Excerpts of pointing records
<<<<
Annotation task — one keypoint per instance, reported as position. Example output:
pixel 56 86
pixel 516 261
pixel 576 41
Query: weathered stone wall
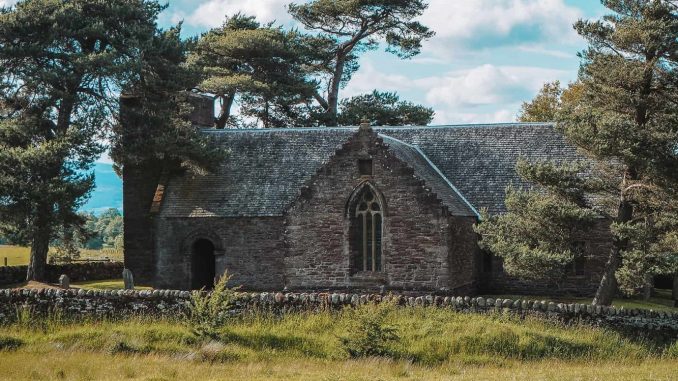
pixel 581 280
pixel 417 229
pixel 250 249
pixel 121 303
pixel 139 183
pixel 76 272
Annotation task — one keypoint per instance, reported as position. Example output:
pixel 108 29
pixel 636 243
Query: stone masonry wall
pixel 250 249
pixel 169 303
pixel 583 281
pixel 417 229
pixel 76 272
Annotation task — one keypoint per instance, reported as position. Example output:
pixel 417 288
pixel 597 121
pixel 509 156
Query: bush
pixel 208 311
pixel 369 331
pixel 8 343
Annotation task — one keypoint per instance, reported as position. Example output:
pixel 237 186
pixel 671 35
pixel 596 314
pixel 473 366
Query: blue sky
pixel 487 58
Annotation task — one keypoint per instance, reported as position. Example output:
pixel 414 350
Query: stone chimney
pixel 365 125
pixel 202 115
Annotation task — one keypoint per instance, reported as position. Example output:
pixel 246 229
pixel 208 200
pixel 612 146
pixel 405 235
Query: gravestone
pixel 64 281
pixel 128 279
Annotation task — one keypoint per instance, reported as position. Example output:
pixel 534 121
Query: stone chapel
pixel 370 208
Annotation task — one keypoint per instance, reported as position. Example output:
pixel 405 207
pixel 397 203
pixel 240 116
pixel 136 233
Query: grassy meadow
pixel 19 255
pixel 431 344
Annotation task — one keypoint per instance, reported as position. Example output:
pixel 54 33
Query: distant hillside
pixel 108 191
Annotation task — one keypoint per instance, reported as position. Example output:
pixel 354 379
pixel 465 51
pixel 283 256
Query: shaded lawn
pixel 19 256
pixel 90 366
pixel 434 344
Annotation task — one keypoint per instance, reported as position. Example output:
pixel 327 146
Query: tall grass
pixel 428 343
pixel 19 255
pixel 426 336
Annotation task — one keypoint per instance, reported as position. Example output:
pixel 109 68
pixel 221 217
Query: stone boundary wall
pixel 172 303
pixel 77 272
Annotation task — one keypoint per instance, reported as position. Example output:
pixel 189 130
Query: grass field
pixel 433 344
pixel 18 256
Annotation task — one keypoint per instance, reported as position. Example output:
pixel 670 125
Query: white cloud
pixel 444 116
pixel 488 85
pixel 105 158
pixel 369 78
pixel 212 13
pixel 480 24
pixel 482 94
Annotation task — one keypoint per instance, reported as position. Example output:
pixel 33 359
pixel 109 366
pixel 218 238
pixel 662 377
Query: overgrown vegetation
pixel 370 333
pixel 426 336
pixel 403 342
pixel 208 311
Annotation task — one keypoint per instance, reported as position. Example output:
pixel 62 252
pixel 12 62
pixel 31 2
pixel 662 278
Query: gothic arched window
pixel 367 225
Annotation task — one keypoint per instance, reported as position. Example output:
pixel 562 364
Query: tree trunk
pixel 39 249
pixel 225 113
pixel 608 283
pixel 648 287
pixel 333 94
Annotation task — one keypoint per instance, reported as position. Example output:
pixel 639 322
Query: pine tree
pixel 348 27
pixel 261 65
pixel 383 109
pixel 623 116
pixel 60 64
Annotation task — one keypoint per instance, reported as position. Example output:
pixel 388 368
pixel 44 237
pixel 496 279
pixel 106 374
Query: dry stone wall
pixel 76 272
pixel 173 303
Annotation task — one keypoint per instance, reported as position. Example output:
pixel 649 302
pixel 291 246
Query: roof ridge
pixel 437 170
pixel 351 128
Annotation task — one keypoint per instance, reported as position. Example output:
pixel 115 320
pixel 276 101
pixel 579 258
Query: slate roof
pixel 480 159
pixel 433 178
pixel 267 168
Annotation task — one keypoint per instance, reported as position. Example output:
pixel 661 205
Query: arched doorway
pixel 203 269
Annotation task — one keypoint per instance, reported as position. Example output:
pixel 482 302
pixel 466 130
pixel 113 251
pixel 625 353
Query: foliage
pixel 348 27
pixel 369 332
pixel 544 106
pixel 537 234
pixel 155 128
pixel 9 343
pixel 383 109
pixel 105 230
pixel 622 113
pixel 209 311
pixel 60 66
pixel 263 65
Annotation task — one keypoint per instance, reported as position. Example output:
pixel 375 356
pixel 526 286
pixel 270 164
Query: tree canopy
pixel 347 27
pixel 60 66
pixel 622 115
pixel 383 109
pixel 261 64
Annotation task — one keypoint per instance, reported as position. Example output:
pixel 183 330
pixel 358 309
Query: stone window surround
pixel 352 207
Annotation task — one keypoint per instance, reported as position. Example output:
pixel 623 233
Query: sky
pixel 488 56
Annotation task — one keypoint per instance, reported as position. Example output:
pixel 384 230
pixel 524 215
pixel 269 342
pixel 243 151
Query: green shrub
pixel 369 331
pixel 8 343
pixel 208 311
pixel 672 351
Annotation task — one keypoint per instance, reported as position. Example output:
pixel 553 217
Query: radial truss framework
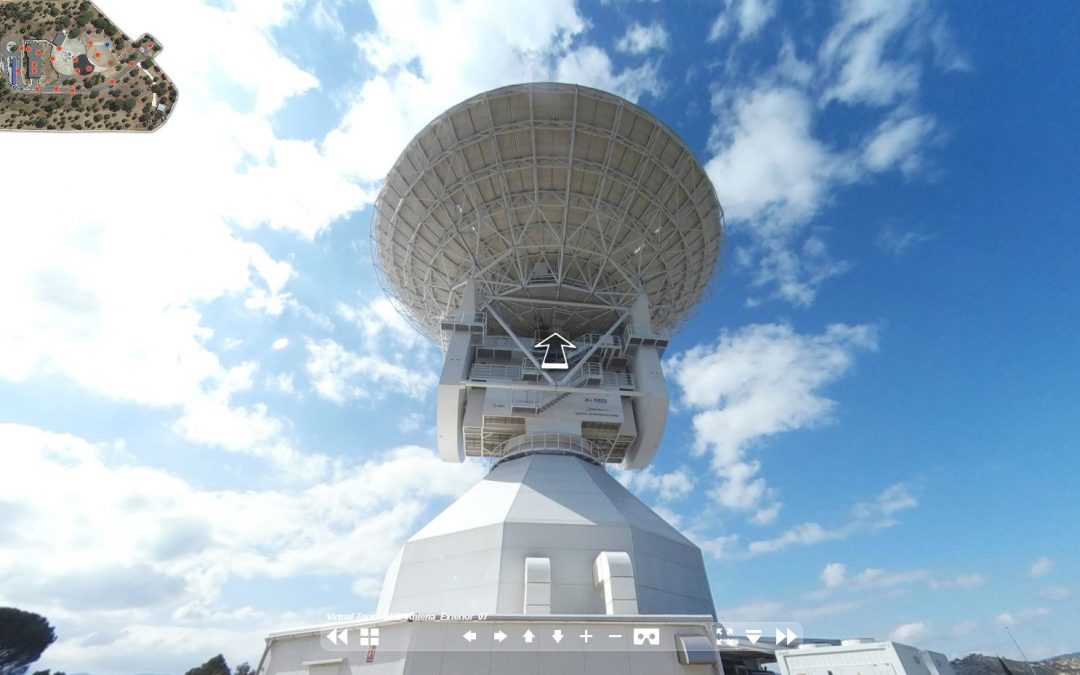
pixel 559 201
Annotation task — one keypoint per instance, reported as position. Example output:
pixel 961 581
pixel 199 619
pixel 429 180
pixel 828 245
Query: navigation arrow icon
pixel 787 636
pixel 554 355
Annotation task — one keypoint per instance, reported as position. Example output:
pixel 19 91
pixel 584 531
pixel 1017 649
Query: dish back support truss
pixel 558 201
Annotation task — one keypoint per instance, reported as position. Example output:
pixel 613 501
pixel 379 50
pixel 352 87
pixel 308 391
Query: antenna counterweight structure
pixel 537 210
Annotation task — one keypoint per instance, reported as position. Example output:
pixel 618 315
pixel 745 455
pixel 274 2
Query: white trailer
pixel 861 657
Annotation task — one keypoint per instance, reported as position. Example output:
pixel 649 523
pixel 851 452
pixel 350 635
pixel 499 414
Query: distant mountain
pixel 1065 663
pixel 980 664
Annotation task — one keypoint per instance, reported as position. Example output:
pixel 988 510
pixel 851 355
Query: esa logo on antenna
pixel 647 636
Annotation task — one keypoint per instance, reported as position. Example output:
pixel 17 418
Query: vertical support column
pixel 537 585
pixel 650 408
pixel 613 574
pixel 450 394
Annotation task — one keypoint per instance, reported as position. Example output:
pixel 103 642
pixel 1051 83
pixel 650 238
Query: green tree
pixel 215 665
pixel 24 635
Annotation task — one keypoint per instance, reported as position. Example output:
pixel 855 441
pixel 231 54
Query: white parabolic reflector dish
pixel 559 200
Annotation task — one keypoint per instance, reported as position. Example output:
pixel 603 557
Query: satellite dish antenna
pixel 537 210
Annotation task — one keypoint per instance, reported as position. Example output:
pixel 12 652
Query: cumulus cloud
pixel 746 16
pixel 1056 593
pixel 899 243
pixel 429 56
pixel 671 486
pixel 754 383
pixel 909 632
pixel 970 580
pixel 1024 616
pixel 833 575
pixel 865 516
pixel 1040 567
pixel 640 39
pixel 111 297
pixel 339 375
pixel 773 170
pixel 157 552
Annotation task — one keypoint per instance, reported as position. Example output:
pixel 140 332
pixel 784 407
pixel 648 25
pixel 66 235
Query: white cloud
pixel 339 375
pixel 669 486
pixel 773 171
pixel 909 632
pixel 110 297
pixel 1056 593
pixel 640 39
pixel 412 422
pixel 834 575
pixel 748 16
pixel 1024 616
pixel 383 327
pixel 1040 567
pixel 754 383
pixel 429 56
pixel 161 550
pixel 876 514
pixel 281 383
pixel 899 243
pixel 898 143
pixel 970 580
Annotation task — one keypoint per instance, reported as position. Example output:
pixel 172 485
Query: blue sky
pixel 213 424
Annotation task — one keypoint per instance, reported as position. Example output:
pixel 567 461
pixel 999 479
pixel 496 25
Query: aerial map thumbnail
pixel 67 67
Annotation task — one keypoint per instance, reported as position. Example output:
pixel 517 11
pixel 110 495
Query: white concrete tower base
pixel 563 509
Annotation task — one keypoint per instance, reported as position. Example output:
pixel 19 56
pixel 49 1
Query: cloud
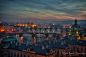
pixel 43 8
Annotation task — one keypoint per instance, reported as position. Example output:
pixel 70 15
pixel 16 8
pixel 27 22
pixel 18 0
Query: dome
pixel 9 39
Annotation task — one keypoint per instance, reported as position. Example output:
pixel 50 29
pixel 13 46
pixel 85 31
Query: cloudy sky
pixel 42 10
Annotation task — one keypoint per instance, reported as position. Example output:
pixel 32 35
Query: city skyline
pixel 42 10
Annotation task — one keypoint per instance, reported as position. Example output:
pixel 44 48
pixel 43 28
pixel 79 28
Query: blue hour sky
pixel 42 10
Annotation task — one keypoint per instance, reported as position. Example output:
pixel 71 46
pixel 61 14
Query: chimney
pixel 42 47
pixel 46 46
pixel 27 44
pixel 19 44
pixel 11 42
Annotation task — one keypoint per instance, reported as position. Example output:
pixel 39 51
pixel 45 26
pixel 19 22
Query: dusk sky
pixel 42 10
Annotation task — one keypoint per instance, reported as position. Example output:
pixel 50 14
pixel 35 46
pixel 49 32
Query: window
pixel 21 55
pixel 81 49
pixel 18 55
pixel 77 49
pixel 14 54
pixel 11 54
pixel 24 55
pixel 61 53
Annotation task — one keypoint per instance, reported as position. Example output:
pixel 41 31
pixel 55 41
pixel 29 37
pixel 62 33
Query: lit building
pixel 75 29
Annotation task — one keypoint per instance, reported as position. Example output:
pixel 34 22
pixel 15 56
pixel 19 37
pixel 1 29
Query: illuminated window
pixel 82 34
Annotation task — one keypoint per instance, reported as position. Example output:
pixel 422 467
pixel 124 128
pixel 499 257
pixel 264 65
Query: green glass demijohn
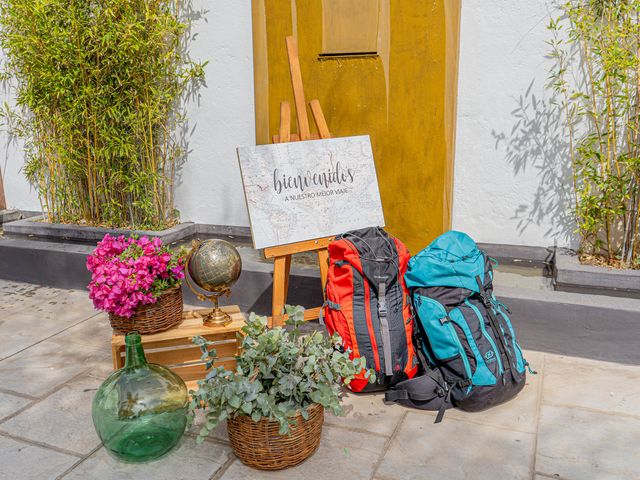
pixel 140 411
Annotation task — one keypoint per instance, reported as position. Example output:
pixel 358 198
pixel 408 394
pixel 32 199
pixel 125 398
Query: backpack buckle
pixel 382 300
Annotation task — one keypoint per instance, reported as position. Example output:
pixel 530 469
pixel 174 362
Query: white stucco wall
pixel 511 164
pixel 209 188
pixel 512 180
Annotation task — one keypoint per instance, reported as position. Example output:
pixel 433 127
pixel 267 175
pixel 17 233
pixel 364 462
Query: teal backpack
pixel 464 335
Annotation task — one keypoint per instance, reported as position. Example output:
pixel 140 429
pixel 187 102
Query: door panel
pixel 403 95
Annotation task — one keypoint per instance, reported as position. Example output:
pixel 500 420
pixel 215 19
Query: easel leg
pixel 281 268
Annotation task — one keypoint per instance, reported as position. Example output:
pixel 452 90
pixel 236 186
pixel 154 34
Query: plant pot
pixel 259 445
pixel 156 317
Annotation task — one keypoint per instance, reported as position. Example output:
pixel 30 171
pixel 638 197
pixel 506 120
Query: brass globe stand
pixel 216 318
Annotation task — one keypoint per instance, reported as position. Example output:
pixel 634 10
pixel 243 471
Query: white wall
pixel 209 188
pixel 512 177
pixel 511 180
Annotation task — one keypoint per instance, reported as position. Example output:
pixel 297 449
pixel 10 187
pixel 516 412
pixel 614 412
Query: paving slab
pixel 456 449
pixel 520 413
pixel 577 444
pixel 63 419
pixel 189 461
pixel 36 317
pixel 28 462
pixel 367 412
pixel 591 384
pixel 10 404
pixel 39 369
pixel 342 454
pixel 95 332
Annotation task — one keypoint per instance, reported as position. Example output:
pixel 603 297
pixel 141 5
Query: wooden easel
pixel 282 254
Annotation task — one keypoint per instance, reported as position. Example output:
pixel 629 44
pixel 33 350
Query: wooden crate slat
pixel 174 347
pixel 199 371
pixel 184 355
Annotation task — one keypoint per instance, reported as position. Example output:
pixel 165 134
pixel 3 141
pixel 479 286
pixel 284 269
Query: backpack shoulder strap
pixel 426 392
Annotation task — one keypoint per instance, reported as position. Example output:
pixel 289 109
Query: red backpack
pixel 367 303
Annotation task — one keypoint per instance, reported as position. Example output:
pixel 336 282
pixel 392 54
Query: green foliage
pixel 596 48
pixel 279 373
pixel 98 87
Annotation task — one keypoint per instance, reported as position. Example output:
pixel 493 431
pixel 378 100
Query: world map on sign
pixel 305 190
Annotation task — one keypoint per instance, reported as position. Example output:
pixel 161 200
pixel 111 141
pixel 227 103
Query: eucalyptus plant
pixel 596 48
pixel 279 373
pixel 99 88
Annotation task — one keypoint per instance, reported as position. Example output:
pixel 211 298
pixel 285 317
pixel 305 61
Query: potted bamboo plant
pixel 274 400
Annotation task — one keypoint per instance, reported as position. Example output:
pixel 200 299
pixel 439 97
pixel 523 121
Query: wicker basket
pixel 259 445
pixel 156 317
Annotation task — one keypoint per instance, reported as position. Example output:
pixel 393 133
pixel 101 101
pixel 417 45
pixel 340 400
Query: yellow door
pixel 387 68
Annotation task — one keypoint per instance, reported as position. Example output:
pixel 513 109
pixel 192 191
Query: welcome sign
pixel 304 190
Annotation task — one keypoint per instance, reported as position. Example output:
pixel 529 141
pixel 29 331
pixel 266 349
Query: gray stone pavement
pixel 577 419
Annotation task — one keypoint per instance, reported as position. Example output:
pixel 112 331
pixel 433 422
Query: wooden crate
pixel 173 348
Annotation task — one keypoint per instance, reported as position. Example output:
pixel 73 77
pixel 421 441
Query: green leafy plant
pixel 279 373
pixel 99 89
pixel 596 48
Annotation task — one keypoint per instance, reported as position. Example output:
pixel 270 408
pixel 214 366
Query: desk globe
pixel 213 266
pixel 140 411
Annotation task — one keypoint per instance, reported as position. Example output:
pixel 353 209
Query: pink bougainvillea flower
pixel 128 272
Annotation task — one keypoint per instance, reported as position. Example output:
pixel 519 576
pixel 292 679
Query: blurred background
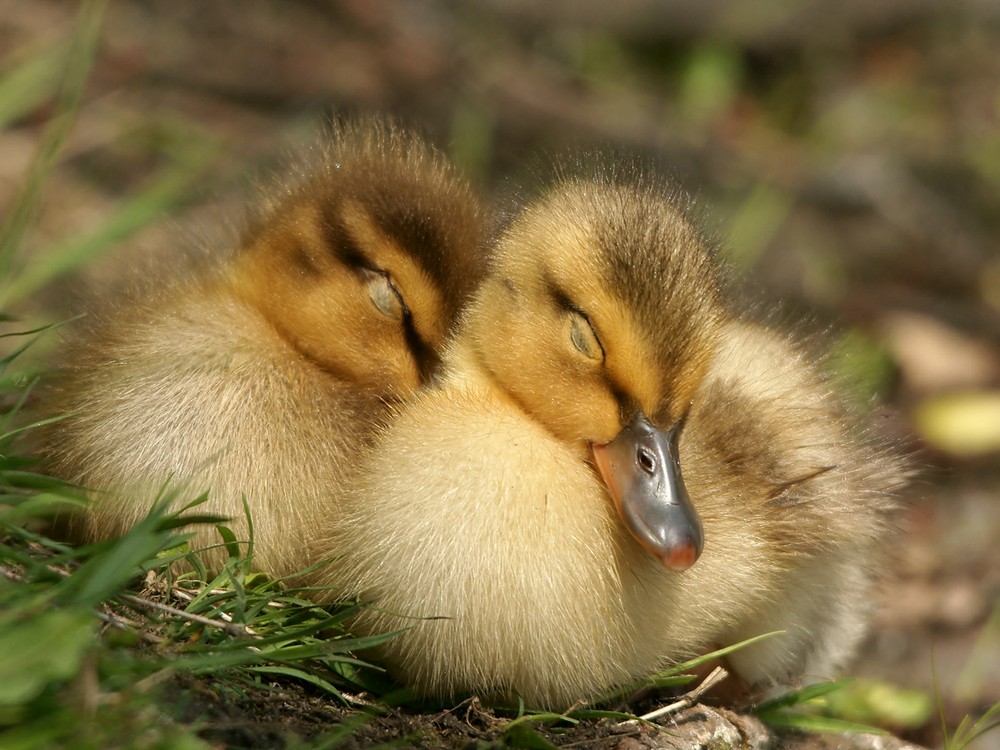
pixel 845 155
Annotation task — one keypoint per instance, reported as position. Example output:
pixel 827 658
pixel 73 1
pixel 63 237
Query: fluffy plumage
pixel 480 522
pixel 262 371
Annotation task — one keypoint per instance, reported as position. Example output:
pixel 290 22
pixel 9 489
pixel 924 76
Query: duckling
pixel 262 371
pixel 613 473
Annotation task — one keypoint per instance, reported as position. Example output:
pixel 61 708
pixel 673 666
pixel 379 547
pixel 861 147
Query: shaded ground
pixel 848 159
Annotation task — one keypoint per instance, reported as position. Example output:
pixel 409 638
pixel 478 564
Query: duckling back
pixel 262 372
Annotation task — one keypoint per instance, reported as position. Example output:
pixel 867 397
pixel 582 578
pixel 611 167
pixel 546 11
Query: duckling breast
pixel 499 548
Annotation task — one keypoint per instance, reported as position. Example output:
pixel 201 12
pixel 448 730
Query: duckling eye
pixel 585 341
pixel 384 295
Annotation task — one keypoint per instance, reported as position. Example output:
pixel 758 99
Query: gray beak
pixel 641 470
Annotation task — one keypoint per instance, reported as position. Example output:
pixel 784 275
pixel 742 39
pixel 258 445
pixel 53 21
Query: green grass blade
pixel 78 63
pixel 27 86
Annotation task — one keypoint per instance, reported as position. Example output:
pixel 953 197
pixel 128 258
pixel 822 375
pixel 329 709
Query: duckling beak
pixel 641 470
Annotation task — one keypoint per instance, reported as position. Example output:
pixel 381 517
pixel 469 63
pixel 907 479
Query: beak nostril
pixel 645 459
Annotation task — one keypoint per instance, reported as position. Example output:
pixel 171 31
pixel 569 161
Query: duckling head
pixel 363 264
pixel 612 300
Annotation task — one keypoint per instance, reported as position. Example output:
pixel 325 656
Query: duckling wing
pixel 794 498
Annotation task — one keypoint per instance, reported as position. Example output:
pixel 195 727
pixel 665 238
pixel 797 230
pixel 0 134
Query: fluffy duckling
pixel 261 372
pixel 612 474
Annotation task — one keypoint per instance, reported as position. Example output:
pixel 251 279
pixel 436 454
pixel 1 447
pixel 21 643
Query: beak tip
pixel 680 557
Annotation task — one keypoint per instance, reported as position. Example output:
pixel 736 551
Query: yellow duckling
pixel 612 474
pixel 261 372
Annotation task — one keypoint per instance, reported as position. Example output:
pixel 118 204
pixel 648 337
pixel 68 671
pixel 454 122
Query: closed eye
pixel 584 338
pixel 384 295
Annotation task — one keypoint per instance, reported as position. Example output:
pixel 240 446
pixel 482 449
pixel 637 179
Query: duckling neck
pixel 463 369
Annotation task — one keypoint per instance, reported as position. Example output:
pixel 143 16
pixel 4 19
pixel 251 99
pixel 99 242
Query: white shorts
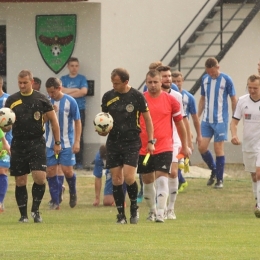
pixel 175 152
pixel 251 161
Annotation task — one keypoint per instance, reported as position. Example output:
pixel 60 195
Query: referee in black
pixel 125 104
pixel 28 147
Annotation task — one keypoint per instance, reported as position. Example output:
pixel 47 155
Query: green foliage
pixel 211 224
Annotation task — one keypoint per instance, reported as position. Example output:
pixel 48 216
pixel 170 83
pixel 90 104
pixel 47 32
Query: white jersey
pixel 249 110
pixel 175 135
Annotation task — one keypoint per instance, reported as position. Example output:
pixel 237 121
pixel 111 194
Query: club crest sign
pixel 55 37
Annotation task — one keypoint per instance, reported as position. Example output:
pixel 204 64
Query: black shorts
>>>>
TASK REQUIREMENTS
Filter the records above, keeping every line that contains the word "duckling".

FINISHED TASK
Query: duckling
Query: duckling back
Query: duckling breast
Query: duckling eye
Query: duckling beak
Query: duckling head
Query: duckling wing
Query: fluffy duckling
Query: yellow duckling
Query: duckling neck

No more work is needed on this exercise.